ENTRIES SUPPLIED:
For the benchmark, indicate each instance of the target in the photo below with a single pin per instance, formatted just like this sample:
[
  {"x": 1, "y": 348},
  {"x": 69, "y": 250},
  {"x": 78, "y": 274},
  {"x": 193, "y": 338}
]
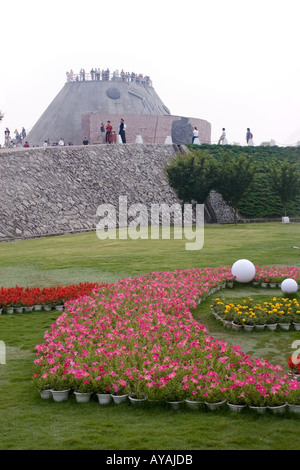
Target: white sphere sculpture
[
  {"x": 289, "y": 286},
  {"x": 243, "y": 270}
]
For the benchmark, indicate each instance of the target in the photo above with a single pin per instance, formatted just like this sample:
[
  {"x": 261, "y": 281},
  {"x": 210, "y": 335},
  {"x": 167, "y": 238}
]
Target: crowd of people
[
  {"x": 108, "y": 136},
  {"x": 17, "y": 141},
  {"x": 105, "y": 75}
]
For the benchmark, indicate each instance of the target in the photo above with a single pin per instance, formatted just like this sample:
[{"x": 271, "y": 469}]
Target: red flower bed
[{"x": 29, "y": 296}]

GOAL: Shift every x and y coordinate in the answers of the listing above by -87, and write out the whole listing again line by line with all other numbers left as they are. Leave out the pictures.

WRITTEN RESPONSE:
For the benchmark, indicate each instance of the target in the photo below with a single pin per instance, formatted just like this sample:
[
  {"x": 1, "y": 348},
  {"x": 69, "y": 250},
  {"x": 78, "y": 274},
  {"x": 193, "y": 338}
]
Target: white sphere sculpture
[
  {"x": 202, "y": 199},
  {"x": 156, "y": 183}
]
For the benchmark, indicate each instance of the target in the photo above with a single pin per instance, formatted just like this sample:
[
  {"x": 261, "y": 281},
  {"x": 210, "y": 335},
  {"x": 167, "y": 238}
]
Target: crowd of people
[
  {"x": 21, "y": 49},
  {"x": -70, "y": 54},
  {"x": 18, "y": -12}
]
For the benchmark, indicate each instance of the target in the photo above with a single pin per instance, formatted just like this sample:
[{"x": 271, "y": 469}]
Target: red flower bed
[{"x": -58, "y": 209}]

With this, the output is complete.